Это была особая палата, недаром на одного. Чтобы других детей не пугать зрелищем умирания. Палата для смертников.
Каждые два часа приходил врач – Иван Михайлович – и сестра.
Сестра брала у Люши кровь. Анализ крови показывал, как быстро нарастает общее заражение.
У Люши не было сил плакать. Мучила гноящаяся рана. По-видимому, не было сил и глядеть – она с мукой в глазах опускала веки. Не разговаривала ни с кем, отвечала движением век. Пальцы исколоты. Бледные, они казались мне мертвыми. Один раз, когда Люша помедлила, прежде чем протянуть руку, я сдуру протянула свою. Я так чувствовала ее собой, а себя ею. Пусть бы меня кололи, меня резали, а не ее. Насколько мне было бы легче.
Выходила вслед за Иваном Михайловичем в коридор. Ждала от него какого-нибудь слова в помощь.
——
Воспроизведите полностью и без каких-либо изменений отрывок о болезни Люши. Приведённые далее записи получены из другого источника.

Записи набора данных
——
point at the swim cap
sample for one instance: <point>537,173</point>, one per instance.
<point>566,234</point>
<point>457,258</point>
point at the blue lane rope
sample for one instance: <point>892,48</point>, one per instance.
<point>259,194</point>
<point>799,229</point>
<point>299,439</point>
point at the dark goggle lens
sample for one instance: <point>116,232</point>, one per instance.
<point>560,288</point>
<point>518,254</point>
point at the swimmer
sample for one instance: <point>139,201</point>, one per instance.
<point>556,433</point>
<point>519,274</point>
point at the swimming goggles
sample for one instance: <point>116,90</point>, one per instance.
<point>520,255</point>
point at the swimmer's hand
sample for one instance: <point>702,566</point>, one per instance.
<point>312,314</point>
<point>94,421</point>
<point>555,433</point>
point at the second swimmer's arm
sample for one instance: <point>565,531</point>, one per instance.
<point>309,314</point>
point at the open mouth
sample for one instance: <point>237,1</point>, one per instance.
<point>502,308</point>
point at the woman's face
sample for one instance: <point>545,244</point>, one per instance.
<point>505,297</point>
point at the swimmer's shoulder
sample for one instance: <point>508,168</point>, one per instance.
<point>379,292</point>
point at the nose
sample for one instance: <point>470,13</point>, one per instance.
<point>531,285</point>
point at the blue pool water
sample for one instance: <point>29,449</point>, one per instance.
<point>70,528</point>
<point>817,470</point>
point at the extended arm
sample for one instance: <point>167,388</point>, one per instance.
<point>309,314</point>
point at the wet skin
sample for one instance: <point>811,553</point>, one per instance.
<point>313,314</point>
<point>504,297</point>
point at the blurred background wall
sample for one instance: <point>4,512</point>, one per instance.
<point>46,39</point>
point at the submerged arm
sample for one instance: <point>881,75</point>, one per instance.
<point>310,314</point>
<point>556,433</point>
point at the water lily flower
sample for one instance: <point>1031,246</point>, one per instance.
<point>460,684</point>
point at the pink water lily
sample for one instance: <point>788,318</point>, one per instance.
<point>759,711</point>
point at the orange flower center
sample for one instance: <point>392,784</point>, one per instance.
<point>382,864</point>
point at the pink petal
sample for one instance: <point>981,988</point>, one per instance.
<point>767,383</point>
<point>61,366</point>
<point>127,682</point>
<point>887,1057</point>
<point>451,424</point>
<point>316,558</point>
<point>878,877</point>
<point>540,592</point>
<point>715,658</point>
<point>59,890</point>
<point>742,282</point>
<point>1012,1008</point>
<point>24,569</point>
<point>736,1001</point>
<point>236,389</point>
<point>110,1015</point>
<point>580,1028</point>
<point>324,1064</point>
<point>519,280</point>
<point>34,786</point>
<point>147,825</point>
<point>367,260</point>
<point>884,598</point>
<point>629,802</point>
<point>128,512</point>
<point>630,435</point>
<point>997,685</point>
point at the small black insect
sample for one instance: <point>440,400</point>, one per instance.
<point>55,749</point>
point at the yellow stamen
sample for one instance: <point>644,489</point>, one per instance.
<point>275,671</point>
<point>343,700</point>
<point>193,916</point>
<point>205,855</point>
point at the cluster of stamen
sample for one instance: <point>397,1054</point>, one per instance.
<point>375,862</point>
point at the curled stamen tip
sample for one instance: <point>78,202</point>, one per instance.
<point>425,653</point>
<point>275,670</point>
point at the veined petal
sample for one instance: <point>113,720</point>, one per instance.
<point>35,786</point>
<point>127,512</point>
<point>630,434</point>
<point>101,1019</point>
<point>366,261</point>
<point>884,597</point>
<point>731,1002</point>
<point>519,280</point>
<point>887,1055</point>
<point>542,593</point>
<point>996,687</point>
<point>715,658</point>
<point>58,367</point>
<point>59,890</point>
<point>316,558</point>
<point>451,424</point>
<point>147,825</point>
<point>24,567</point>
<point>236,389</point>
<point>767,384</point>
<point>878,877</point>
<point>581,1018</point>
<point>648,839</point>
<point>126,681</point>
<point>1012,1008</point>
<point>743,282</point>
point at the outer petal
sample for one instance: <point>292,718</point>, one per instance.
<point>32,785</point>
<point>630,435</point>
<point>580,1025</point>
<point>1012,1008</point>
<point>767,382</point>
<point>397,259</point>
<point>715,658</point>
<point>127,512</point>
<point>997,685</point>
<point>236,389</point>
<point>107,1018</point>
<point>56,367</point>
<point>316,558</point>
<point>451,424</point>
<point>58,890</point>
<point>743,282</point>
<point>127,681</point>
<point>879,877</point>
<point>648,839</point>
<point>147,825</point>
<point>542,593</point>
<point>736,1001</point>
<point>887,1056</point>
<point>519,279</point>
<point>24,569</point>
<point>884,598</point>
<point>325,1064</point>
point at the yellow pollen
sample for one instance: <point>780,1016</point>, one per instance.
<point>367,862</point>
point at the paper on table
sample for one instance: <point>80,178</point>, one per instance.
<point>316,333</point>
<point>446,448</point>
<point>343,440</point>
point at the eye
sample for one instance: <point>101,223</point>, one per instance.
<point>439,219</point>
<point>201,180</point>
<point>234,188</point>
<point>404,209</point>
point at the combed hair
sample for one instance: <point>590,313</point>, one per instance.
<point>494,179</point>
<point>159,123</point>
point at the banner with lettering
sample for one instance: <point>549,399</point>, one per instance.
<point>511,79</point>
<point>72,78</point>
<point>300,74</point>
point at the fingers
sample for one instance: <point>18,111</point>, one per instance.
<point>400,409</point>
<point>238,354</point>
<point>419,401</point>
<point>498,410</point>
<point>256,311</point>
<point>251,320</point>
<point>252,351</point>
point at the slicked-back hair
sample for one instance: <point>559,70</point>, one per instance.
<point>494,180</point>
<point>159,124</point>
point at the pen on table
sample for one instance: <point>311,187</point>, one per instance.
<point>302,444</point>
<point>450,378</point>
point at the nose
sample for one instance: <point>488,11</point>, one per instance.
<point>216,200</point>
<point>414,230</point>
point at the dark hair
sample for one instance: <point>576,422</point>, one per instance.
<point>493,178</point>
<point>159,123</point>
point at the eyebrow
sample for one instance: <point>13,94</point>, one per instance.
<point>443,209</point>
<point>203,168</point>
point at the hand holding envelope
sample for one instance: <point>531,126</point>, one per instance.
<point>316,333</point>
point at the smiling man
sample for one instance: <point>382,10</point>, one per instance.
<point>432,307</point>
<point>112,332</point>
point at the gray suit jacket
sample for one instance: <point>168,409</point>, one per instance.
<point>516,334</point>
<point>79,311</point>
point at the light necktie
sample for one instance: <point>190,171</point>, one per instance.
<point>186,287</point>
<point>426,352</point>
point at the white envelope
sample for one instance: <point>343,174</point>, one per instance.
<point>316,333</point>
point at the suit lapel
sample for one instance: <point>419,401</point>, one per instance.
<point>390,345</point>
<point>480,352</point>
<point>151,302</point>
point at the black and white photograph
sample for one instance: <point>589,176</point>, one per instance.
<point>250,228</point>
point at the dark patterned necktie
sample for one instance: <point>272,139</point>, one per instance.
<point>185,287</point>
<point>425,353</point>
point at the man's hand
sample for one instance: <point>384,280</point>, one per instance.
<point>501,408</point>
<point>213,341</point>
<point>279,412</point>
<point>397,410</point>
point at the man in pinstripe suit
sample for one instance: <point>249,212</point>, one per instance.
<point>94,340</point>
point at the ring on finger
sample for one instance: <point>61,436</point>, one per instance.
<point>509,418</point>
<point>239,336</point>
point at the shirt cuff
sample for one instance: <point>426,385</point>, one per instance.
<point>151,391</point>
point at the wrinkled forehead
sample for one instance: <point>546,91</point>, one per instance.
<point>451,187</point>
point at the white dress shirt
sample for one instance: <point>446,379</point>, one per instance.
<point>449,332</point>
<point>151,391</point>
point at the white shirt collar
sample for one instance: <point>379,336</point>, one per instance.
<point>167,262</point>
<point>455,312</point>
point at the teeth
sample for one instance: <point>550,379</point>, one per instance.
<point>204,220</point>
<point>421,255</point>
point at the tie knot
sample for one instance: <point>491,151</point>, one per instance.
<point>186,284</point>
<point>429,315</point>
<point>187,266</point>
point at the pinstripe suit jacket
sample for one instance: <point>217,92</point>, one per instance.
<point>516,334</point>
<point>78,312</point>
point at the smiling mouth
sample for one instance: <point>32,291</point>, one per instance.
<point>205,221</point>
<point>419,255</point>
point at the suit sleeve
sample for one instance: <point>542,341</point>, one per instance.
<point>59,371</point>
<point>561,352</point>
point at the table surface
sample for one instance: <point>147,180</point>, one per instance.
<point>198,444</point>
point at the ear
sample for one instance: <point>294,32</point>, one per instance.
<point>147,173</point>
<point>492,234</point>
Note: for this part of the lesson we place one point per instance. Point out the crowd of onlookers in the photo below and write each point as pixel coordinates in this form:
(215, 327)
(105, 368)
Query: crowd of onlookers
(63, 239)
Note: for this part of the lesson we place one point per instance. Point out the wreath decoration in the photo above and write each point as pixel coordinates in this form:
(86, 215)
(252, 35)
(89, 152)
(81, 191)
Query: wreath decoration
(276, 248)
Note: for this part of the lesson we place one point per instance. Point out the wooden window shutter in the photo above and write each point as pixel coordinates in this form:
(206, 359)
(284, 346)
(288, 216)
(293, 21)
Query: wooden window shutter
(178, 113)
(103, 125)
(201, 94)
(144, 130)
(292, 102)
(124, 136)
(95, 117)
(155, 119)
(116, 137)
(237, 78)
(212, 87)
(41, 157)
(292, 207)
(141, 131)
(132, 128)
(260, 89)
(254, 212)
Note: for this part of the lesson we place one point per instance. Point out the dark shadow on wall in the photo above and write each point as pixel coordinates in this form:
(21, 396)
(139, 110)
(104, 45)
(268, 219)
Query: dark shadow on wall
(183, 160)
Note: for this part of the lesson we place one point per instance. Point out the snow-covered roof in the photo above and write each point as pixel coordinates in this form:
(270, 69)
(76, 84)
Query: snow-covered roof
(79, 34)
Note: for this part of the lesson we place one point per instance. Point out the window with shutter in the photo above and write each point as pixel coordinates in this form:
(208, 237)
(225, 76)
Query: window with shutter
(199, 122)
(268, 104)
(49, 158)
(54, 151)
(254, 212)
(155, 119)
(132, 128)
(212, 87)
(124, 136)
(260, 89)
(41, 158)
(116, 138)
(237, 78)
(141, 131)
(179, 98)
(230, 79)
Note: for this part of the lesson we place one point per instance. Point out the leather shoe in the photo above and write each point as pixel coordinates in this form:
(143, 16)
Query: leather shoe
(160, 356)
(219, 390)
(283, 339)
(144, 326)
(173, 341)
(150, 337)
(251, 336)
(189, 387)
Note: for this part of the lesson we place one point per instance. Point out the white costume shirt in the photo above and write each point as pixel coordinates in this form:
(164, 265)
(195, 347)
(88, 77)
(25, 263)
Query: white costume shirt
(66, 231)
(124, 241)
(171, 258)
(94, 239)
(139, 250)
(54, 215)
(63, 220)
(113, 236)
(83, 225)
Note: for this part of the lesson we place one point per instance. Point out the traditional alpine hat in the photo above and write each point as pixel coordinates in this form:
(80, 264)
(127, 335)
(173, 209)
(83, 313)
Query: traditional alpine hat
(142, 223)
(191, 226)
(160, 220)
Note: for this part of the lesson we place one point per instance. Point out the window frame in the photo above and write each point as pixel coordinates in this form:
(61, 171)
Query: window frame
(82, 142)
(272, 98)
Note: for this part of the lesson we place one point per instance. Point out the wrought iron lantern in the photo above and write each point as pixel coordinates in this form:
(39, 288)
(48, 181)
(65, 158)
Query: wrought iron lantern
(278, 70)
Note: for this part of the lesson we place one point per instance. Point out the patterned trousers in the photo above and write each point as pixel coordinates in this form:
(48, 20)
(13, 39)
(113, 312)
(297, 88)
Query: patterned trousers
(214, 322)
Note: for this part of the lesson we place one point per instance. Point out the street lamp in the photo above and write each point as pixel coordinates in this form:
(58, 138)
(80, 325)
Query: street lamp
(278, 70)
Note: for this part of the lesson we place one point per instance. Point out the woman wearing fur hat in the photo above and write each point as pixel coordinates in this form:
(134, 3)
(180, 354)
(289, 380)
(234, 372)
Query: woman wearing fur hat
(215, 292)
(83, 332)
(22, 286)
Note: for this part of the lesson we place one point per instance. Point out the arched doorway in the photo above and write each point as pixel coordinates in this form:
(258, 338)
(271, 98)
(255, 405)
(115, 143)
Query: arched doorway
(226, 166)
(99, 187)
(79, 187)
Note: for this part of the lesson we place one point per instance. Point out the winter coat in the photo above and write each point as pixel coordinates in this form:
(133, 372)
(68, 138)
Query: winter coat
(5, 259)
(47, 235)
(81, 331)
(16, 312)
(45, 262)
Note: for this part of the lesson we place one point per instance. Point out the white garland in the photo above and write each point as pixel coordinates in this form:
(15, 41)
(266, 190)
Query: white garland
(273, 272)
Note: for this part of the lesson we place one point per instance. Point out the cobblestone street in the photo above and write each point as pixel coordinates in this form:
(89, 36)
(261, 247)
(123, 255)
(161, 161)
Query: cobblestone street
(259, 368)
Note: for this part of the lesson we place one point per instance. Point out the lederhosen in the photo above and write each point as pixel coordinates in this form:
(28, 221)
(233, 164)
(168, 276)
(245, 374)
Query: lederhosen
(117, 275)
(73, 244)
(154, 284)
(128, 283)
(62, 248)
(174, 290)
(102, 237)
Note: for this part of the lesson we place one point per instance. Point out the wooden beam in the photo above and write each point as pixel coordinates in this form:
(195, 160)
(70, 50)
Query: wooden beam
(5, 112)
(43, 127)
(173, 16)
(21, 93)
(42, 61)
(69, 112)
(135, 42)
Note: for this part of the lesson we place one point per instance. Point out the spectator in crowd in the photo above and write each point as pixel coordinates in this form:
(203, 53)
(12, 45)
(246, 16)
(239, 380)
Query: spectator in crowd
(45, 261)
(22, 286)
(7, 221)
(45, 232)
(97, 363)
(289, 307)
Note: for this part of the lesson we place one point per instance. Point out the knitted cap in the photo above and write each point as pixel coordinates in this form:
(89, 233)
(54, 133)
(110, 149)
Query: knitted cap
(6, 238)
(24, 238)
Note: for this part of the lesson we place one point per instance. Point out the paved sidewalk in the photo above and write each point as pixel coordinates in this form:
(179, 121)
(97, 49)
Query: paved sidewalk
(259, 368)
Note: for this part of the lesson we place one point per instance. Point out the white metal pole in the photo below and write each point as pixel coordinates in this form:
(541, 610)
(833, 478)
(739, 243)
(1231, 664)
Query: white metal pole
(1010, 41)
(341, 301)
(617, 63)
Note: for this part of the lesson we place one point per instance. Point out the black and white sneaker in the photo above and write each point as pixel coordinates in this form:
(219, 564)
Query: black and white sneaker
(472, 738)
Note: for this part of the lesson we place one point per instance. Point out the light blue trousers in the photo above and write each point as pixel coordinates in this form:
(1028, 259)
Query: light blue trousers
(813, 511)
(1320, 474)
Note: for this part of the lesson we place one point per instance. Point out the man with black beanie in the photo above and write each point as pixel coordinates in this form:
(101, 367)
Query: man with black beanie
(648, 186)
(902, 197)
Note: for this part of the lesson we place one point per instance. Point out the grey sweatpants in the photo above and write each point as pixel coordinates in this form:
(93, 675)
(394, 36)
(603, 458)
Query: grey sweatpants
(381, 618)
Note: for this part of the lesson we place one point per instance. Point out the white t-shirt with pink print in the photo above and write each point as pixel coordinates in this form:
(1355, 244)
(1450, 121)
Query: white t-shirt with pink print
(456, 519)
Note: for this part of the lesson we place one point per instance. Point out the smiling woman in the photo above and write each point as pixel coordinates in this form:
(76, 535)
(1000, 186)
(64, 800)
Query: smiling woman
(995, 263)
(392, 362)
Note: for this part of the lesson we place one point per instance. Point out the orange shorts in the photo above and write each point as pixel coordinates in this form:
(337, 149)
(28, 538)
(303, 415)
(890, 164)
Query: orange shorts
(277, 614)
——
## РЕЗУЛЬТАТ ВЫПОЛНЕНИЯ:
Это была особая палата, недаром на одного. Чтобы других детей не пугать зрелищем умирания. Палата для смертников.
Каждые два часа приходил врач – Иван Михайлович – и сестра.
Сестра брала у Люши кровь. Анализ крови показывал, как быстро нарастает общее заражение.
У Люши не было сил плакать. Мучила гноящаяся рана. По-видимому, не было сил и глядеть – она с мукой в глазах опускала веки. Не разговаривала ни с кем, отвечала движением век. Пальцы исколоты. Бледные, они казались мне мертвыми. Один раз, когда Люша помедлила, прежде чем протянуть руку, я сдуру протянула свою. Я так чувствовала ее собой, а себя ею. Пусть бы меня кололи, меня резали, а не ее. Насколько мне было бы легче.
Выходила вслед за Иваном Михайловичем в коридор. Ждала от него какого-нибудь слова в помощь.